Extrahierter Text »
"""

Uferblick am Ristorante Fiorò über den Vicosee (Lago di Vico). Foto: Jürgen Sorges
Uferblick am Ristorante Fiorò über den Vicosee (Lago di Vico). Foto: Jürgen Sorges

Doch bevor wir uns näher mit Haselnüssen und einer weiteren Ortsspezialität, Esskastanien, befassen, werfen wir noch einen Blick in den prächtigen Park, spazieren durch den Wald und vorbei an weitläufigen Wasserkaskaden bis hinauf zum Casino: welch ein Ambiente, und beim Blick auf den Palazzo auch kein Wunder, dass er schon oft als Filmkulisse diente. Hier sowohl Szenen für den Film „Luther“ als auch für „Der Pate III“ gedreht.

Ufer des Vicosee

Nur drei Kilometer vom Palazzo taucht dann nach vielen Serpentinenkurven eine weiter Attraktion auf: Es ist der Lago di Vico, im Deutschen eher unbeholfen Vicosee genannt. Dieser heute insbesondere von Naherholung Suchenden, aber mehr und mehr auch von ausländischen Touristen entdeckte, bis zu 48,5 m tiefe, glasklare und 12,93 km² große See in 507 m Höhe See ist eine Besonderheit. Denn eigentlich ist er ein Kratersee, entstanden nach der letzten Eruption vor ca. 93 000 Jahren aus vielen einzelnen Explosionskratern. Ursprünglich war er mal viel größer, sein Wasserpegel soll bis zu 20 m höher gelegen haben. Damals soll der Monte Venere (851 m), heute wie die höchste Erhebung, der Monte Foligno (965) am Ufer des Vicosees gelegen und Teil der Monti Cimini, eine Insel im See gebildet haben.

"""

Die Aufgaben »
A – Beantworten Sie anhand des Textes über den Vicosee diese Fragen:
(i) Welche Filme enthalten Szenen, die beim Palazzo gedreht wurden?
(ii) Wie weit ist der Lago di Vico vom Palazzo entfernt?
(iii) Vor wie vielen Jahren fand die letzte Eruption statt, nach der der See entstand?
B – Nennen Sie alle Berge und Gebirge, die im Text über den Vicosee mit Namen vorkommen.
C – Führen Sie den Text über den Vicosee im Anschluss an seinen letzten Satz fort.

Bereitgestelltes Material »
"""

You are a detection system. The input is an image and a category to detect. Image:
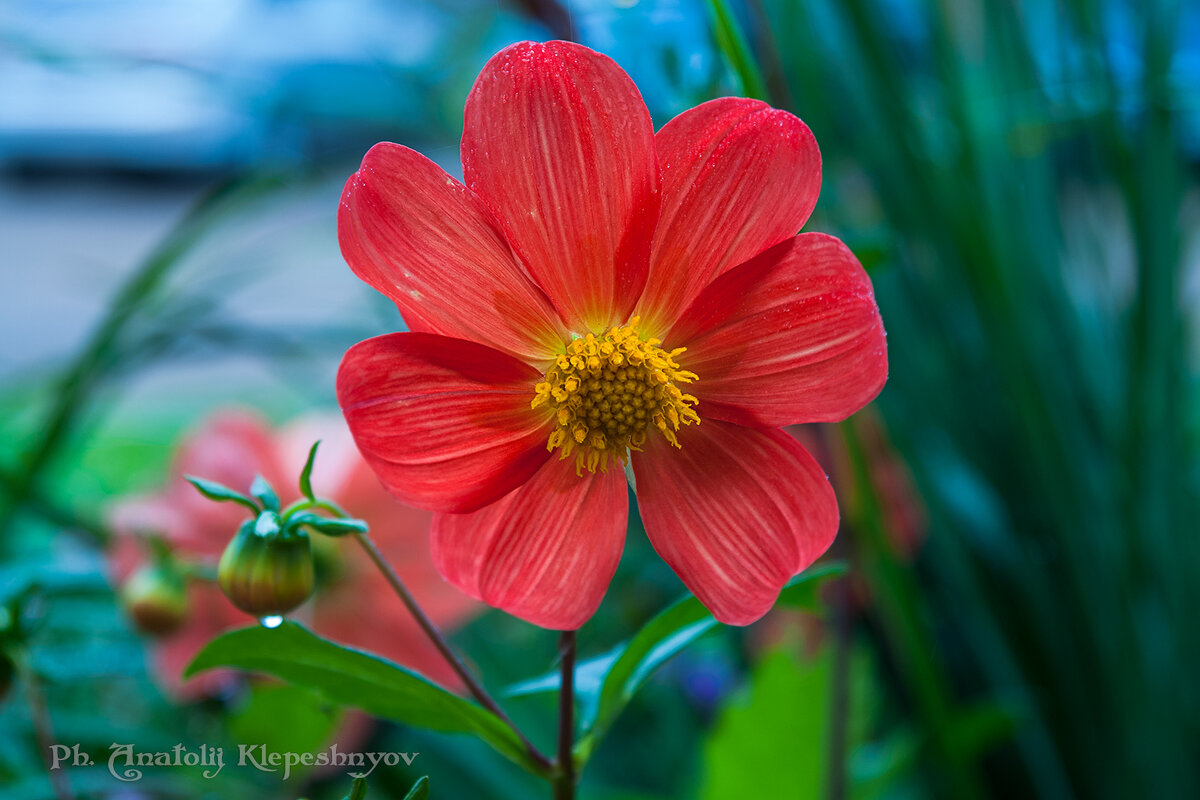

"""

Lösungen »
A –
(i) „Luther“ und „Der Pate III“
(ii) Drei Kilometer
(iii) Vor ca. 93 000 Jahren

B – Monte Venere, Monte Foligno, Monti Cimini

C –
Die Ufer säumen üppige landwirtschaftliche Flächen, auf denen vor allem Haselnusssträucher und -bäume dominieren. In den Wäldern darüber stehen Esskastanien. Und and den an vielen Stellen frei zugänglichen Stränden am See – in Italien keine Selbstverständlichkeit – lässt sich das Dolce far Niente samt einem Bad im kühlenden Nass perfekt ausleben. Gut dann auch, dass sich entlang der Uferstraße, die dann weiter in die Monti Cimini führt und im Winter oft nur mit Schneeketten zu befahren ist, eine Reihe kleiner, aber feiner Lokale und sogar Hotellerie niedergelassen hat, die Übernachtung, Freizeit- und Wandervergnügen anbieten und vor allem herrliche Speisen anbieten.

Blühender sog. Judasbaum (ital. L'albero di Giuda, lateinisch Cercis siliquastrum vor dem Ristorante Fiorò am Vicosee (Lago di Vico). Foto: Jürgen Sorges
Blühender sog. Judasbaum (ital. L'albero di Giuda, lateinisch Cercis siliquastrum vor dem Ristorante Fiorò am Vicosee (Lago di Vico). Foto: Jürgen Sorges

Nur motorisierte Sportbootfahrer sind vom See verbannt. Das ist gut für Schwimmer, die dennoch achtsam sein sollten. Denn ein lokales Sprichwort sagt: „Il Lago di Vico, ogni anno si prende un amico“. Der von Strömungen durchzogene See „holt“ sich also alljährlich sein „Opfer“. Aber man muss nicht alles glauben, was gesagt wird, auch nicht die Legende, nach der Mythenheld Herkules hier seien Keule schwang, auf den Boden drosch und so den See entstehen ließ.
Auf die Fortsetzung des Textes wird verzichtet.